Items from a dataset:
- - -

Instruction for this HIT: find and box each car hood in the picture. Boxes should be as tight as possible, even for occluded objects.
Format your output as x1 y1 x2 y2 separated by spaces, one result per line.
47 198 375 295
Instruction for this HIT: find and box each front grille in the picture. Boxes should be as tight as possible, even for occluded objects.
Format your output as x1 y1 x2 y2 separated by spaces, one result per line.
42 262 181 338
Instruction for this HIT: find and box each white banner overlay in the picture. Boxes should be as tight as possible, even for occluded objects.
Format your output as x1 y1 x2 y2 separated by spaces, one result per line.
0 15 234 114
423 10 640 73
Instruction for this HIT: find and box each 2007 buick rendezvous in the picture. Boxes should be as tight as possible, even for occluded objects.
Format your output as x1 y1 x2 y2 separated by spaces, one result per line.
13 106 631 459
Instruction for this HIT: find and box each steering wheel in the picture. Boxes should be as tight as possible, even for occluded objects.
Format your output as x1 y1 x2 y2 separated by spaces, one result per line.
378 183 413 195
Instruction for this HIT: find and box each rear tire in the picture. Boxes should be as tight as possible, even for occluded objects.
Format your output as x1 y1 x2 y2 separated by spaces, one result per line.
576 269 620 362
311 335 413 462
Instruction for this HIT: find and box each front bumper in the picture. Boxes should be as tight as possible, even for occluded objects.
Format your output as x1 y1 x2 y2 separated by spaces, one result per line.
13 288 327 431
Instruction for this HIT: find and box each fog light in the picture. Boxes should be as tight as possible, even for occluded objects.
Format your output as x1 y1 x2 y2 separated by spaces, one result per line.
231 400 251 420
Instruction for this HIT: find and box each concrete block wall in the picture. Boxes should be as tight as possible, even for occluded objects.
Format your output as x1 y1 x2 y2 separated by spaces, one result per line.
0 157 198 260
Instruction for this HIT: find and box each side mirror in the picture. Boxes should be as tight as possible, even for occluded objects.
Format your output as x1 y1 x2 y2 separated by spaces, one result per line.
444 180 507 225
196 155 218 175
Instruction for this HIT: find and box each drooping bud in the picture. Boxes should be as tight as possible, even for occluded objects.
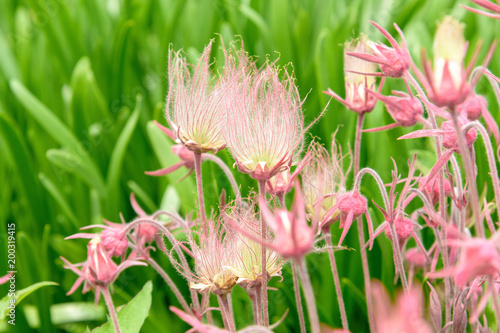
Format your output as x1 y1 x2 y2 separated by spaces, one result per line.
101 228 128 257
457 94 488 121
385 216 414 245
441 117 477 153
429 16 470 108
344 35 377 113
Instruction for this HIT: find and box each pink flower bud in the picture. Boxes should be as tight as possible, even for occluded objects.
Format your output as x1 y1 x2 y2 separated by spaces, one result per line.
337 192 368 223
385 216 414 245
441 117 477 153
457 94 488 121
101 228 128 257
84 236 118 286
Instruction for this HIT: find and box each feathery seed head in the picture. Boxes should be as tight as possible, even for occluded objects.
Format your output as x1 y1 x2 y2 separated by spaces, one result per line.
302 138 345 226
166 40 227 153
225 55 303 180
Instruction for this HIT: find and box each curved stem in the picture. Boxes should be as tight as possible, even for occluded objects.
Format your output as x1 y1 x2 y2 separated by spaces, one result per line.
217 294 236 333
202 154 241 200
353 168 392 212
146 257 192 313
463 121 500 219
101 286 120 333
325 232 349 332
259 180 269 327
356 216 377 333
354 113 365 177
450 110 484 238
123 218 202 314
194 153 208 236
297 259 320 333
353 114 376 333
389 223 410 293
292 261 306 333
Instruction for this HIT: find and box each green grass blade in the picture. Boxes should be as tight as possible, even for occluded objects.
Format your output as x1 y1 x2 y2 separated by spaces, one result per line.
46 149 106 198
106 95 142 194
10 80 105 195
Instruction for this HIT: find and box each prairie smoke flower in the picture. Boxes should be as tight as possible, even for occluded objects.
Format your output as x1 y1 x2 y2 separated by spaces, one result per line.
61 236 146 304
225 205 284 288
324 35 377 114
255 186 317 259
423 16 472 109
65 224 129 257
347 21 411 78
166 40 227 153
145 121 194 181
330 191 373 246
177 218 237 295
461 0 500 19
429 234 500 286
363 91 424 132
224 60 304 180
302 138 346 228
371 283 432 333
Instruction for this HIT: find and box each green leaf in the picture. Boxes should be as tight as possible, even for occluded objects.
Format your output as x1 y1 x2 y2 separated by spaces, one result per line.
0 281 59 320
0 114 45 228
92 281 153 333
106 95 142 194
46 149 106 197
10 80 105 196
147 121 195 212
38 173 80 229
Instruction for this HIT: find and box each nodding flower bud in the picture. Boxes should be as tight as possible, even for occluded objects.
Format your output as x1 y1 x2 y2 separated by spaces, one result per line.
324 35 377 114
370 91 424 127
426 16 470 108
344 35 377 113
302 138 345 229
166 40 227 153
266 169 293 195
336 191 373 246
385 216 414 246
441 117 477 153
87 236 118 286
457 94 488 121
224 54 303 180
348 22 411 77
101 228 128 257
425 175 452 205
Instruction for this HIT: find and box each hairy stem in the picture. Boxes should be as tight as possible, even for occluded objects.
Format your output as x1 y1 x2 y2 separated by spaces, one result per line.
217 294 236 333
463 121 500 220
101 286 120 333
297 259 320 333
194 153 208 236
354 113 365 177
450 110 484 238
292 261 306 333
325 230 349 331
389 221 410 293
202 154 241 200
259 180 269 327
356 216 376 333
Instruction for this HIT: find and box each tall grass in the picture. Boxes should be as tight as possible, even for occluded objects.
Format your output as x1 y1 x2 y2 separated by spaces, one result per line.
0 0 500 332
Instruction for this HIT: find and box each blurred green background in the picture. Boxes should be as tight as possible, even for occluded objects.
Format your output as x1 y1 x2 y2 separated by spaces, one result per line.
0 0 500 332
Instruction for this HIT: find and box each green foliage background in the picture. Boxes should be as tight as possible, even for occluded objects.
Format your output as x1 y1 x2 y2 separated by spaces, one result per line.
0 0 500 332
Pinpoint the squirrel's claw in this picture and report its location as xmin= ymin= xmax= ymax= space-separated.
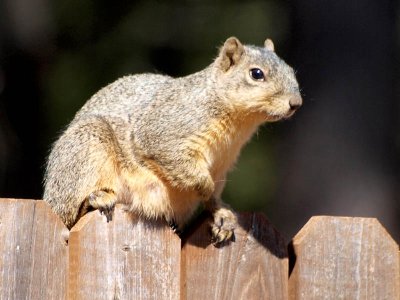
xmin=211 ymin=207 xmax=237 ymax=246
xmin=89 ymin=190 xmax=116 ymax=222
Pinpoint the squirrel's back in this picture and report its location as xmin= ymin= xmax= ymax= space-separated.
xmin=44 ymin=38 xmax=302 ymax=242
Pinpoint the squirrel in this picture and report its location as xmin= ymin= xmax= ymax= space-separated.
xmin=43 ymin=37 xmax=302 ymax=243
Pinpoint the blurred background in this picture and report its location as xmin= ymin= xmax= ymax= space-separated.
xmin=0 ymin=0 xmax=400 ymax=242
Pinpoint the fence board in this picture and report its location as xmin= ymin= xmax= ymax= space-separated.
xmin=289 ymin=216 xmax=400 ymax=300
xmin=181 ymin=214 xmax=288 ymax=300
xmin=68 ymin=206 xmax=181 ymax=299
xmin=0 ymin=199 xmax=68 ymax=299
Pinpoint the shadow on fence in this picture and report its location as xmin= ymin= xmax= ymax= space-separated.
xmin=0 ymin=199 xmax=400 ymax=300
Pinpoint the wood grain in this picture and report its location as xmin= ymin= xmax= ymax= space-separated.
xmin=0 ymin=199 xmax=68 ymax=299
xmin=68 ymin=206 xmax=181 ymax=299
xmin=289 ymin=216 xmax=400 ymax=300
xmin=181 ymin=214 xmax=288 ymax=300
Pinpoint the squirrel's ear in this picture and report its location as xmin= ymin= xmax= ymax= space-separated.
xmin=264 ymin=39 xmax=275 ymax=51
xmin=218 ymin=37 xmax=244 ymax=72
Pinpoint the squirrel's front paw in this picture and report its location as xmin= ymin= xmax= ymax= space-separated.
xmin=88 ymin=190 xmax=116 ymax=222
xmin=211 ymin=207 xmax=237 ymax=245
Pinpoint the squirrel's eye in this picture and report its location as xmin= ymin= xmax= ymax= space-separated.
xmin=250 ymin=68 xmax=265 ymax=81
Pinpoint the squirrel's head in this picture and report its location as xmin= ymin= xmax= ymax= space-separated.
xmin=213 ymin=37 xmax=302 ymax=121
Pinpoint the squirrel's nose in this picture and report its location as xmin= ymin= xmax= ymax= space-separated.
xmin=289 ymin=95 xmax=303 ymax=110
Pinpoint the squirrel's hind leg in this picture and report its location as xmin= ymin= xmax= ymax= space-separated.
xmin=206 ymin=197 xmax=237 ymax=244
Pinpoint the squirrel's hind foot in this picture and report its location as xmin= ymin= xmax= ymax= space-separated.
xmin=211 ymin=207 xmax=237 ymax=245
xmin=87 ymin=189 xmax=116 ymax=222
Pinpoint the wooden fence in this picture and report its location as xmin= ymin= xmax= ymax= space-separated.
xmin=0 ymin=199 xmax=400 ymax=300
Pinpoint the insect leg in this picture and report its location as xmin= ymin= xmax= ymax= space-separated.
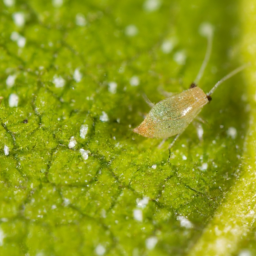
xmin=142 ymin=93 xmax=155 ymax=108
xmin=168 ymin=134 xmax=180 ymax=149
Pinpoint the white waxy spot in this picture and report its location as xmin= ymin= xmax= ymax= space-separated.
xmin=63 ymin=198 xmax=70 ymax=206
xmin=143 ymin=0 xmax=161 ymax=12
xmin=125 ymin=25 xmax=138 ymax=37
xmin=146 ymin=236 xmax=158 ymax=250
xmin=177 ymin=216 xmax=193 ymax=228
xmin=76 ymin=13 xmax=87 ymax=27
xmin=133 ymin=209 xmax=143 ymax=221
xmin=161 ymin=39 xmax=177 ymax=54
xmin=17 ymin=36 xmax=26 ymax=48
xmin=100 ymin=111 xmax=109 ymax=122
xmin=136 ymin=197 xmax=149 ymax=209
xmin=73 ymin=68 xmax=83 ymax=83
xmin=4 ymin=145 xmax=10 ymax=156
xmin=108 ymin=82 xmax=117 ymax=93
xmin=4 ymin=0 xmax=15 ymax=7
xmin=130 ymin=76 xmax=140 ymax=86
xmin=6 ymin=75 xmax=16 ymax=88
xmin=199 ymin=22 xmax=213 ymax=36
xmin=80 ymin=124 xmax=89 ymax=139
xmin=196 ymin=124 xmax=204 ymax=140
xmin=52 ymin=75 xmax=66 ymax=88
xmin=182 ymin=107 xmax=192 ymax=116
xmin=11 ymin=32 xmax=26 ymax=48
xmin=199 ymin=163 xmax=208 ymax=171
xmin=238 ymin=250 xmax=252 ymax=256
xmin=52 ymin=0 xmax=63 ymax=7
xmin=9 ymin=93 xmax=19 ymax=107
xmin=227 ymin=127 xmax=237 ymax=139
xmin=79 ymin=148 xmax=91 ymax=160
xmin=68 ymin=136 xmax=77 ymax=148
xmin=11 ymin=31 xmax=20 ymax=41
xmin=95 ymin=244 xmax=106 ymax=255
xmin=0 ymin=229 xmax=5 ymax=246
xmin=12 ymin=12 xmax=25 ymax=27
xmin=173 ymin=51 xmax=187 ymax=65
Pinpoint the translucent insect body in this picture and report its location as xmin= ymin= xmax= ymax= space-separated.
xmin=133 ymin=25 xmax=248 ymax=148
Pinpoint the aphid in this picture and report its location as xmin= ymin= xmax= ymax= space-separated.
xmin=133 ymin=24 xmax=248 ymax=148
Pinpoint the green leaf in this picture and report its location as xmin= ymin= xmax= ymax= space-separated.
xmin=0 ymin=0 xmax=253 ymax=256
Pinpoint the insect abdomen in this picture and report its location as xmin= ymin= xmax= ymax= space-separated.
xmin=134 ymin=87 xmax=208 ymax=138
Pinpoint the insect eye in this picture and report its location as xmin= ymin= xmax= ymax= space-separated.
xmin=189 ymin=83 xmax=196 ymax=89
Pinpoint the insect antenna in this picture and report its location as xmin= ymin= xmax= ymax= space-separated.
xmin=194 ymin=23 xmax=213 ymax=84
xmin=206 ymin=63 xmax=251 ymax=96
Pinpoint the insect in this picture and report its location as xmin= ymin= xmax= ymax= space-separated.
xmin=133 ymin=25 xmax=248 ymax=149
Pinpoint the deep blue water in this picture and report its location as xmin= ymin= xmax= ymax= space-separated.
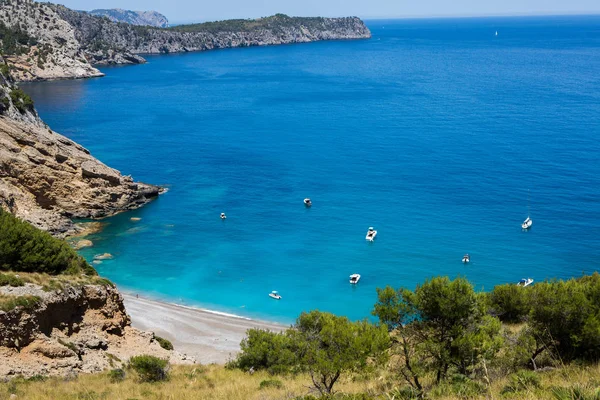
xmin=25 ymin=16 xmax=600 ymax=322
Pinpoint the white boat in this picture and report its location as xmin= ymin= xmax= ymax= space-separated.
xmin=269 ymin=290 xmax=281 ymax=300
xmin=365 ymin=226 xmax=377 ymax=242
xmin=521 ymin=190 xmax=533 ymax=229
xmin=517 ymin=278 xmax=533 ymax=287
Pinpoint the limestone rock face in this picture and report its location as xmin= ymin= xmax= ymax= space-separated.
xmin=0 ymin=284 xmax=194 ymax=378
xmin=89 ymin=8 xmax=169 ymax=28
xmin=0 ymin=116 xmax=161 ymax=237
xmin=0 ymin=0 xmax=104 ymax=81
xmin=0 ymin=0 xmax=371 ymax=81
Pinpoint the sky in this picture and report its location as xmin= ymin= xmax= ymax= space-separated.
xmin=54 ymin=0 xmax=600 ymax=23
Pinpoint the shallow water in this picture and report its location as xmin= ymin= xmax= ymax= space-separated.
xmin=24 ymin=17 xmax=600 ymax=322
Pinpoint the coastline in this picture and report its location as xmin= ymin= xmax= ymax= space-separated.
xmin=121 ymin=292 xmax=287 ymax=364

- - -

Request
Starting with the first line of the items and going on through the line with "42 262 181 338", write those lines out again, renaming "HIT" to "job" everywhere and leaving all else as it is.

Task solution
Instruction for this job: find and box each car hood in the picture. Boxes should be as tight as possible, even for occluded objects.
Format your output as x1 y1 x2 y2 separated by spaces, one result per line.
47 198 375 295
Instruction for this job: find and box each front grille in the picture. Boxes should be as tight as possible, even for occluded objects.
Format your output as x1 y1 x2 y2 separated by spaces, one result per line.
42 262 181 338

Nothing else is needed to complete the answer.